(A block of data)
= = = =
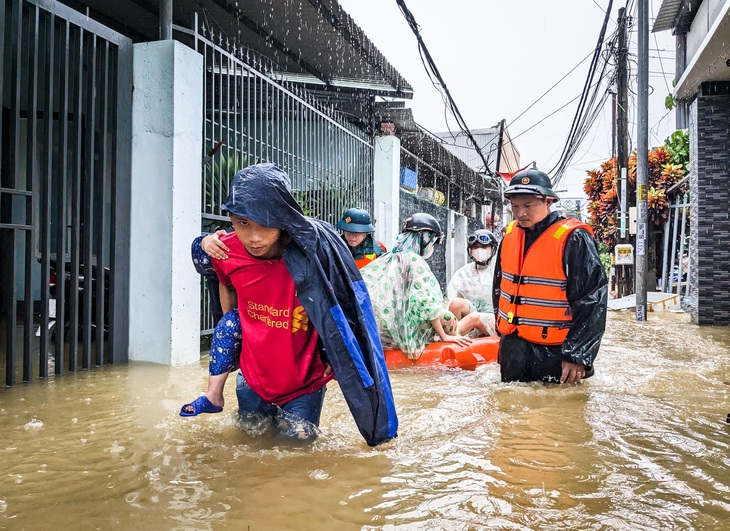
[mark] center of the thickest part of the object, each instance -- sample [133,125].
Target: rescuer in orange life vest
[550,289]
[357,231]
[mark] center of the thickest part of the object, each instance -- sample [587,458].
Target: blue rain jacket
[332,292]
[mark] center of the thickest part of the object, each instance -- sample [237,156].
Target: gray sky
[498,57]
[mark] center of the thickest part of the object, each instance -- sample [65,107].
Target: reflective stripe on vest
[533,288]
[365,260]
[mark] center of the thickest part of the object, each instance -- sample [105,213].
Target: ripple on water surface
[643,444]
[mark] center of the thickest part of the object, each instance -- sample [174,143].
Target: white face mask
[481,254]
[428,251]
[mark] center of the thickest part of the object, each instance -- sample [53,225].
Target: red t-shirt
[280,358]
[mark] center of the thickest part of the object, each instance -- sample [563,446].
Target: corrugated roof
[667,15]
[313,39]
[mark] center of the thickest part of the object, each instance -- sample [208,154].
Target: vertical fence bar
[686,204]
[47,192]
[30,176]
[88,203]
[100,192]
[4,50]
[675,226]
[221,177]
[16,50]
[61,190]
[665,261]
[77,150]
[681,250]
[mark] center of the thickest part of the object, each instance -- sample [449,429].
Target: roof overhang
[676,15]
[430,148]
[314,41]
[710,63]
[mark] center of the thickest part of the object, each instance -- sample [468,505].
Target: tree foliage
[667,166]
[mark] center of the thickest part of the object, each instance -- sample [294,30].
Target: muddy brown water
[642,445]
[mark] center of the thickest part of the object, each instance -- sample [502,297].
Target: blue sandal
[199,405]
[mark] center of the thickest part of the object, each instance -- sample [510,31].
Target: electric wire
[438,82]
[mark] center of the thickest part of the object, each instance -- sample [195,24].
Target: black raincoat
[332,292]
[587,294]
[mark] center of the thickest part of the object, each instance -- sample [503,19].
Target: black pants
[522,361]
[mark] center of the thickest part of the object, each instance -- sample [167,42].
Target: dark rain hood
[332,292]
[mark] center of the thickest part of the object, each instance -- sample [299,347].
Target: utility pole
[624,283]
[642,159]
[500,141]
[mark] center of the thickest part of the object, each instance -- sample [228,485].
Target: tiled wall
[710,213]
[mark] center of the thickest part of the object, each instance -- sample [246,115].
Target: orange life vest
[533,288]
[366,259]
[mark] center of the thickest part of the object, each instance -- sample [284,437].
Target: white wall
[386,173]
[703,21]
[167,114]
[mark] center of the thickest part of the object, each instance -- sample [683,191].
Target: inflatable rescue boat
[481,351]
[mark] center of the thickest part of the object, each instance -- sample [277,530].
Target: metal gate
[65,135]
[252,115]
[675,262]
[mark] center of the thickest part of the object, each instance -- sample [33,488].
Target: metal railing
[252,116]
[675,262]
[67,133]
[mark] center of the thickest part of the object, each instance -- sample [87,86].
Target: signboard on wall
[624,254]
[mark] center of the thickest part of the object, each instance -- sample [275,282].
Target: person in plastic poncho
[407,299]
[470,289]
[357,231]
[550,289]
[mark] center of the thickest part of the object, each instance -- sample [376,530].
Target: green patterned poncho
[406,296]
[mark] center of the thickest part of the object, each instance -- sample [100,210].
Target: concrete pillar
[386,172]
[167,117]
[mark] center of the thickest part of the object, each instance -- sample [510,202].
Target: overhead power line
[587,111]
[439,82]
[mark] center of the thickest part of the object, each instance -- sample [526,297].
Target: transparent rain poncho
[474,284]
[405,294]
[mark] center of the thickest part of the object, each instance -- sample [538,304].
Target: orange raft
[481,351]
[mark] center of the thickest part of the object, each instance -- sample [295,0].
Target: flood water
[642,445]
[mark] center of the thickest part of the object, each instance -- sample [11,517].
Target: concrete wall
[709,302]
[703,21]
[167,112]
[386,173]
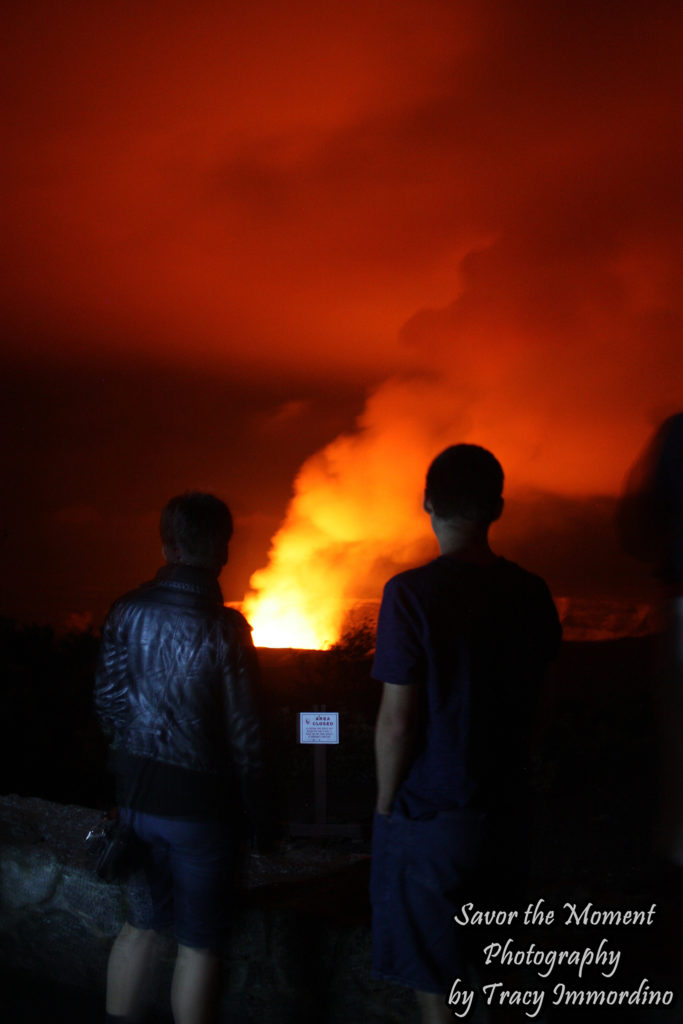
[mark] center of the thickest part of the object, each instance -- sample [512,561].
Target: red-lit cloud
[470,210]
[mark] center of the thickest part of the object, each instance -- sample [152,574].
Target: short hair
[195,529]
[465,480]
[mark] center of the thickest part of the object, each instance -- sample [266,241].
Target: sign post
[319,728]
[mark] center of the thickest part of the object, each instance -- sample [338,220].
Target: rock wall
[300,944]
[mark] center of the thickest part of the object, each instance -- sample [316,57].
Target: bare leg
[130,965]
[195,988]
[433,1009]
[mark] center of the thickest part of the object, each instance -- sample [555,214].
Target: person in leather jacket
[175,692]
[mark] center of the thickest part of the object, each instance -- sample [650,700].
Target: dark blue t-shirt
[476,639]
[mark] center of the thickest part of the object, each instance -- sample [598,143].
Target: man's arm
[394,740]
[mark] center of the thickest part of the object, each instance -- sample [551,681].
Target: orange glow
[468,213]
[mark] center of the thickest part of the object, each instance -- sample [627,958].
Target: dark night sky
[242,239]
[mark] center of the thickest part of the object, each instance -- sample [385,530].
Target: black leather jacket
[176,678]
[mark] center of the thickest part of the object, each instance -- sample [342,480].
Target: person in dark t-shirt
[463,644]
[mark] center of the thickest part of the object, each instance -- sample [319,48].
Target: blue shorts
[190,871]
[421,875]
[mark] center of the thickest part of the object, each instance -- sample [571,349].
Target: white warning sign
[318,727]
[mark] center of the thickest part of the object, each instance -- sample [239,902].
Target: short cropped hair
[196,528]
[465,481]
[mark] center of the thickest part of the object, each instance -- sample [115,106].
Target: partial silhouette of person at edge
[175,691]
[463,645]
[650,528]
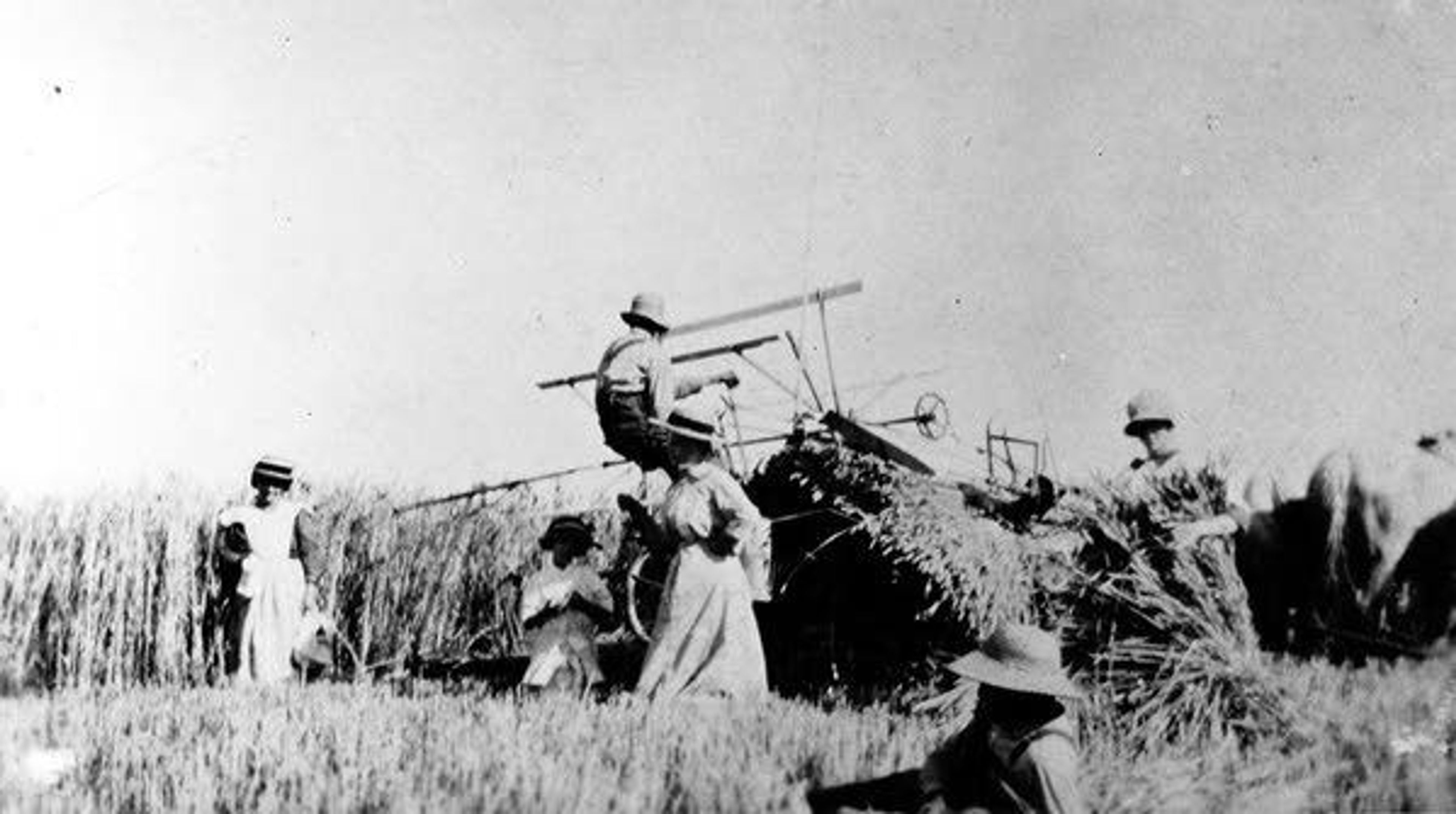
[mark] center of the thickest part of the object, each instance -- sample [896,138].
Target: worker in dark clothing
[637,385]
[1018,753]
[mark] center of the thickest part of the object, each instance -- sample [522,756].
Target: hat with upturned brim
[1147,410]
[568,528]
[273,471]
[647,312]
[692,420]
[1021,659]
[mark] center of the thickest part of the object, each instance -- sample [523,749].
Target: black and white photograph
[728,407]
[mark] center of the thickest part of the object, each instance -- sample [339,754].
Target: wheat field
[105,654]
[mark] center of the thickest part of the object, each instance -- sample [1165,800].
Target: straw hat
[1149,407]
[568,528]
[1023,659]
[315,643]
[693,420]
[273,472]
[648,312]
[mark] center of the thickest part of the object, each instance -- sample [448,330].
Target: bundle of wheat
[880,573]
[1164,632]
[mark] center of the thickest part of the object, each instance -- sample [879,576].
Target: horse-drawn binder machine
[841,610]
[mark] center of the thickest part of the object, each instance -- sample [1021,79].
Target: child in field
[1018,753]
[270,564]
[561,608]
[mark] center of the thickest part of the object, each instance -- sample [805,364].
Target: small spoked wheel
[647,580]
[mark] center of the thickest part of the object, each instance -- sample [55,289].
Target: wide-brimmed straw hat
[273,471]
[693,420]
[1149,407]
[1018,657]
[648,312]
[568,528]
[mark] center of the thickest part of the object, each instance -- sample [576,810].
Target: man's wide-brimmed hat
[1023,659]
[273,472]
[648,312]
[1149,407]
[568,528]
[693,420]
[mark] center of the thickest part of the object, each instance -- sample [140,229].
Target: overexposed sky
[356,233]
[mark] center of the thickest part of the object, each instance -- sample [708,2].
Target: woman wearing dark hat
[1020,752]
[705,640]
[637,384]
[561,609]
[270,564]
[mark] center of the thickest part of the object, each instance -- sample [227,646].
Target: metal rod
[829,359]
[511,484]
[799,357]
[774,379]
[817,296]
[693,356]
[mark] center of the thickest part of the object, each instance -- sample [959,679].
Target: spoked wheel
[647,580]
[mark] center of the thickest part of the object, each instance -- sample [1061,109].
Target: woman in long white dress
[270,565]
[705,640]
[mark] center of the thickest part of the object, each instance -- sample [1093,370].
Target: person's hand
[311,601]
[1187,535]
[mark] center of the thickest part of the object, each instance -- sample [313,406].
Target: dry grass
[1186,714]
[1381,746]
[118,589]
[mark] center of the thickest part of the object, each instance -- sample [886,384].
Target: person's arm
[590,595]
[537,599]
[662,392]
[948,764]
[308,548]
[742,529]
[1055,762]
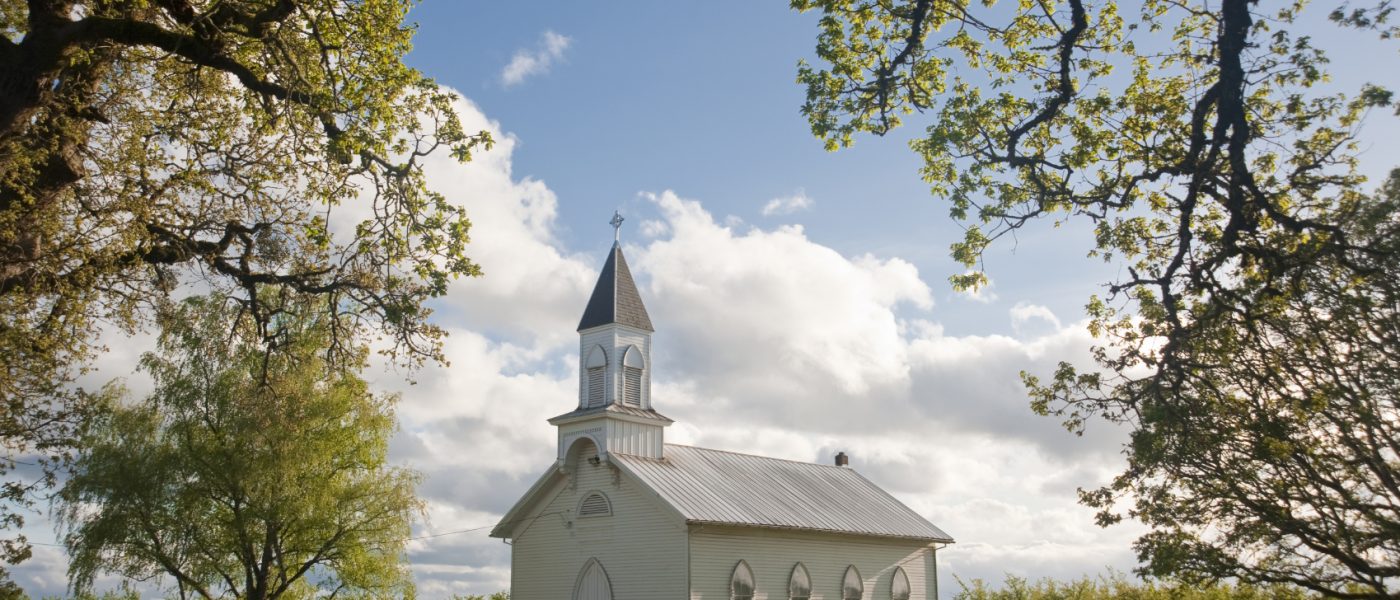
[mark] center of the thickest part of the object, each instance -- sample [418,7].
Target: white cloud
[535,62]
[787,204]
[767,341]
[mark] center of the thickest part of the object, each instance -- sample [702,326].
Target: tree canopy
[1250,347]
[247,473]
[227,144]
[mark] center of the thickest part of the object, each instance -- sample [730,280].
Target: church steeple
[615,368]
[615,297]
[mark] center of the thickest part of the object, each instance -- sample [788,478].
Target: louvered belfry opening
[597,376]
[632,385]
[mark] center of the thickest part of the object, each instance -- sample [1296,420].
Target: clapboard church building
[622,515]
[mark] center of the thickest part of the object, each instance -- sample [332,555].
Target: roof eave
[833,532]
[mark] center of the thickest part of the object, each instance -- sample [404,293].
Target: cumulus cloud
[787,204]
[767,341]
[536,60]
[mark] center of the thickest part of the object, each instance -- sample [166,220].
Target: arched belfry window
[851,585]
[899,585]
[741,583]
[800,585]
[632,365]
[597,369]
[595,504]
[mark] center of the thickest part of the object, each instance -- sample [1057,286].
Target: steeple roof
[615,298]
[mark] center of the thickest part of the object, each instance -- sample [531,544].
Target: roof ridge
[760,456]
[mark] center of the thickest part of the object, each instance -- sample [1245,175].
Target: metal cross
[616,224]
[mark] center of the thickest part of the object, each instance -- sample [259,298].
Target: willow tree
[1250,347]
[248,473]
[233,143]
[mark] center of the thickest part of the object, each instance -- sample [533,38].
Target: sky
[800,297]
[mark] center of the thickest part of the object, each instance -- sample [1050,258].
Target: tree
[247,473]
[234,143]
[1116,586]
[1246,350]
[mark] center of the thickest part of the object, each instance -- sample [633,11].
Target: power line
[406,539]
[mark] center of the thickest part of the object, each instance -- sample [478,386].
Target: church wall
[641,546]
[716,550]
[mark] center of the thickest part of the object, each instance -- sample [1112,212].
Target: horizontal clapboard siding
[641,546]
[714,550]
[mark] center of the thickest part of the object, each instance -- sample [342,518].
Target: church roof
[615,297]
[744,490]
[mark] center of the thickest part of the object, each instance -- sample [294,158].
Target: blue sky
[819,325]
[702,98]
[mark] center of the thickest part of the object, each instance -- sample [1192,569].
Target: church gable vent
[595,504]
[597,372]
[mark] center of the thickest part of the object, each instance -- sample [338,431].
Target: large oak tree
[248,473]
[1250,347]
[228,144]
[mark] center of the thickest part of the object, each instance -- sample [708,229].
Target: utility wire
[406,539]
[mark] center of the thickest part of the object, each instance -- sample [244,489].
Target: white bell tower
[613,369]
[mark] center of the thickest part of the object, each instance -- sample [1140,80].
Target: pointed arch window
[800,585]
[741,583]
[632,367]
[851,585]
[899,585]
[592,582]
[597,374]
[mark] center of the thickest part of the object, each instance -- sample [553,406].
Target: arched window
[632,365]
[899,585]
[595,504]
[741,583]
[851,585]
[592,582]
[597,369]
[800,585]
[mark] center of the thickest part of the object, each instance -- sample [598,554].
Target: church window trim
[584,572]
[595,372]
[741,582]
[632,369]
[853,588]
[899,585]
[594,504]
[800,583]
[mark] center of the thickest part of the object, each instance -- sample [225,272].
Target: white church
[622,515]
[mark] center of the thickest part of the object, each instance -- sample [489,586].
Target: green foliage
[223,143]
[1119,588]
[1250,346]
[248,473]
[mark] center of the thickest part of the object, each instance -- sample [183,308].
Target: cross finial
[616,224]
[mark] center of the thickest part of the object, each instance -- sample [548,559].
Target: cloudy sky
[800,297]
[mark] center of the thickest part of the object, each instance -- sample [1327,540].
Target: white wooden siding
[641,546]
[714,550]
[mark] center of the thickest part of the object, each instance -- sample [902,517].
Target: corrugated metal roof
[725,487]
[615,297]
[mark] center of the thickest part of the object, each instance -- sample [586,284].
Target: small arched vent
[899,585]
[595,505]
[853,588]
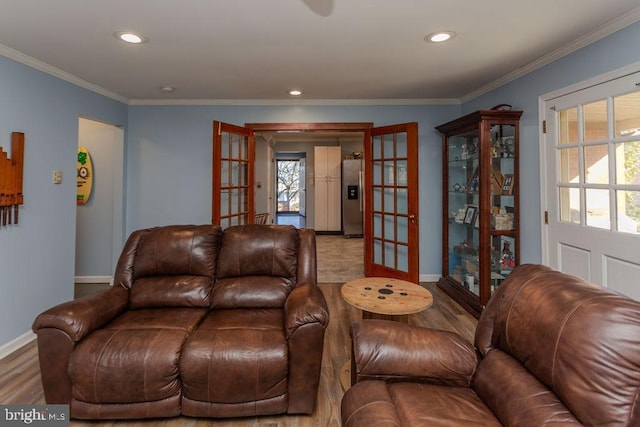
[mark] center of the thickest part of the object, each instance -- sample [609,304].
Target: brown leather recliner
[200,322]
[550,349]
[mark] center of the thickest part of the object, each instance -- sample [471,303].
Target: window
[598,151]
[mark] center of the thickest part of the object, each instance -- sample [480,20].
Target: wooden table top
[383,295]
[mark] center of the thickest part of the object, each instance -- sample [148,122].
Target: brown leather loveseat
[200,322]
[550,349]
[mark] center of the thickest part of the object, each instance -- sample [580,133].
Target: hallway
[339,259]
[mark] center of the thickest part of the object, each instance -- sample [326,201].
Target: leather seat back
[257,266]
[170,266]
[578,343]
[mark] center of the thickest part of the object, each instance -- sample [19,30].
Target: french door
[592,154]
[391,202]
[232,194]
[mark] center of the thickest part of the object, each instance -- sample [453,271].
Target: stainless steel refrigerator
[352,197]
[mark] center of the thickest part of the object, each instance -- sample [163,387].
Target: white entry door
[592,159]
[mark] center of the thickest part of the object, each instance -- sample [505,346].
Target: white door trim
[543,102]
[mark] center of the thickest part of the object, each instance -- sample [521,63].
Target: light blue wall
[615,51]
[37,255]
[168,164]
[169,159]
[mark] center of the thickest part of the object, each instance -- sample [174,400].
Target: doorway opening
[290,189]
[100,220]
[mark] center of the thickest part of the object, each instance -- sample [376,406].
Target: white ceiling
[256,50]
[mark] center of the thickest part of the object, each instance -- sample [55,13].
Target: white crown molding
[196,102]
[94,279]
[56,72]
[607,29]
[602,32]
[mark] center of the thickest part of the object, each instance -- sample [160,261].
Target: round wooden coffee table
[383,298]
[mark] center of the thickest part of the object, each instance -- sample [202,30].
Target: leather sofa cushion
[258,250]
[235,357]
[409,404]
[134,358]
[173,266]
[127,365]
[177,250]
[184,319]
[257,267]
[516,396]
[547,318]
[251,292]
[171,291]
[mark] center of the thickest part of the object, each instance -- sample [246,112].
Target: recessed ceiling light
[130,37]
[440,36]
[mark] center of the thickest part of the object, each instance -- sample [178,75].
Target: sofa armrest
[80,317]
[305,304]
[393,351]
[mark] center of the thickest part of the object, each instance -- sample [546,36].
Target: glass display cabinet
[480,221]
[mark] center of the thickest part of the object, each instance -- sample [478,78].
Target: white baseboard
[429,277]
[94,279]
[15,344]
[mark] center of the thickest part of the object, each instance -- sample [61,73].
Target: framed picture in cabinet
= = = =
**WHAT YOU SHOULD DO**
Return the lines beginning at the one that contains "-- sample [246,112]." and continuing through the last line of the data, exactly as they stand and without any others.

**SOLUTION FOR THIS EXERCISE**
[mark] center of the thickest part of the object, each instance -- sample [246,112].
Target: recessed ceiling light
[130,37]
[440,36]
[mark] center of the thickest part of the object, each instance -- sample [178,75].
Target: sofa armrest
[80,317]
[305,304]
[393,351]
[mark] center of the thickest part of the object, each instance -- sample [546,36].
Target: glass display cabinet
[480,221]
[mark] center of the thickest part of the object, each instance -- sample [478,78].
Target: white baseboard
[429,277]
[94,279]
[15,344]
[mark] center of the thickest part of the object, each instance -- sample [61,73].
Target: framed picture in cabinet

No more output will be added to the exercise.